▶ [Goal]
Pull out every line in the items below that contains the word "with". Matching is case-sensitive.

▶ [Materials provided]

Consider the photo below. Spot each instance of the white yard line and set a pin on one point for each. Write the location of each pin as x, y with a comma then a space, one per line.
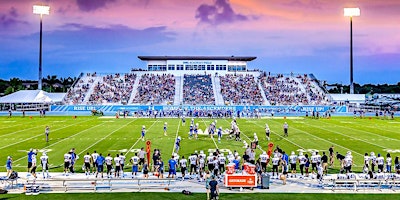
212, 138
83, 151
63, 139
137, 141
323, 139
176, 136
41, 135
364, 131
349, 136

--

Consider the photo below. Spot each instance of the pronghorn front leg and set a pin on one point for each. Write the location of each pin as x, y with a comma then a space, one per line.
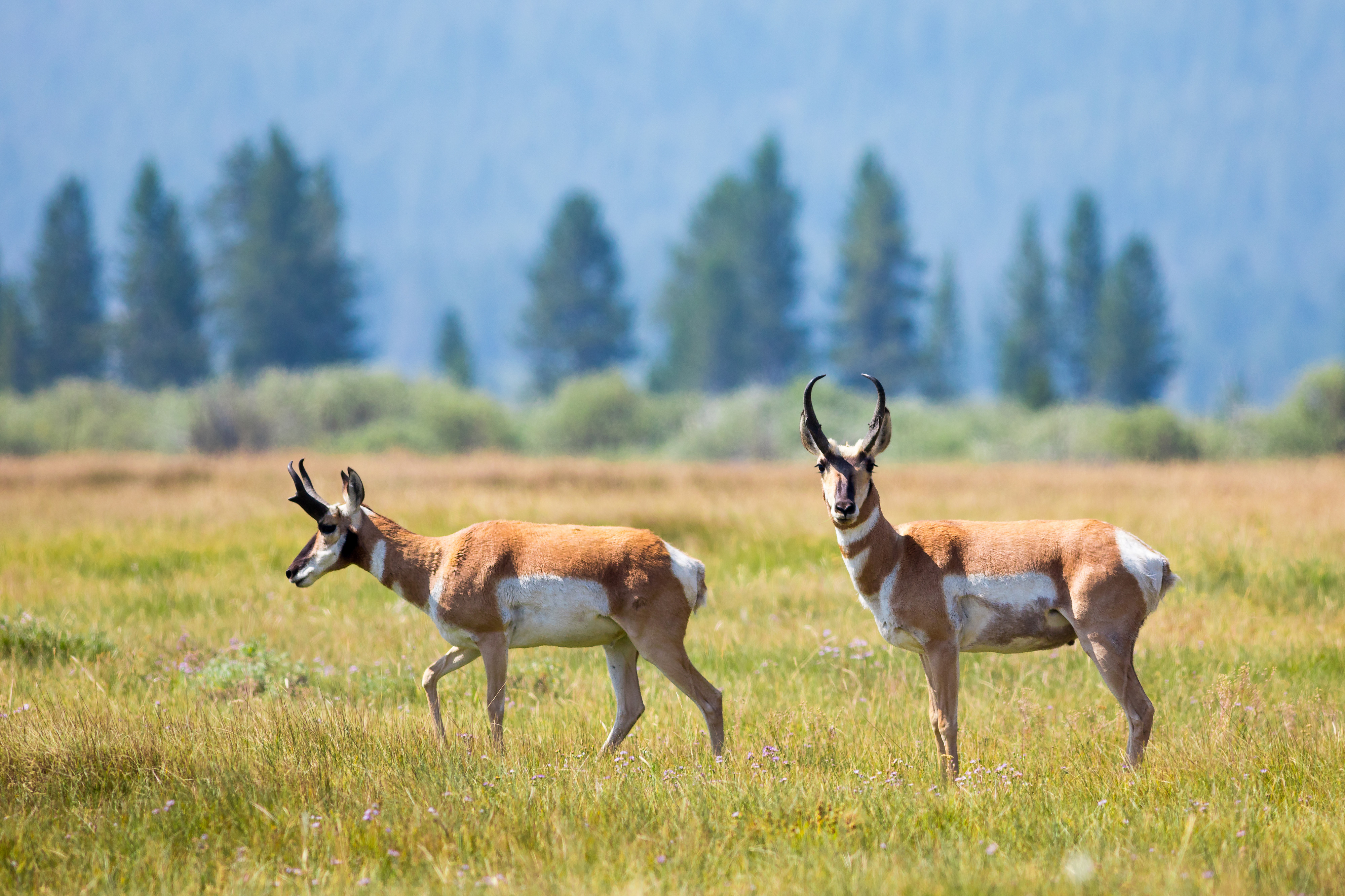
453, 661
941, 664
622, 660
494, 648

--

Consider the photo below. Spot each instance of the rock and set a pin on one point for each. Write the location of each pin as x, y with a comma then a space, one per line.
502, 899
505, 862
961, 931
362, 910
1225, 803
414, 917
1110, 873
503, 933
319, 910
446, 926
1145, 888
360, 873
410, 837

▶ [Worked answer]
Consider the photo below. Spot each instance of the white yard line and set a pin on one point for each. Write the location of each pin as x, y with a comma then a space, one per line.
Consider the photo below. Spot each instance of the pronghorn front leg and set a pin on one point for each. Write the location of each pin as x, y with a comma then a space, one per line.
Consider the photo below. Spot each instance of the rock and set a pin on one point for each. Write the location of each pin as x, y with a comma then a space, one per line.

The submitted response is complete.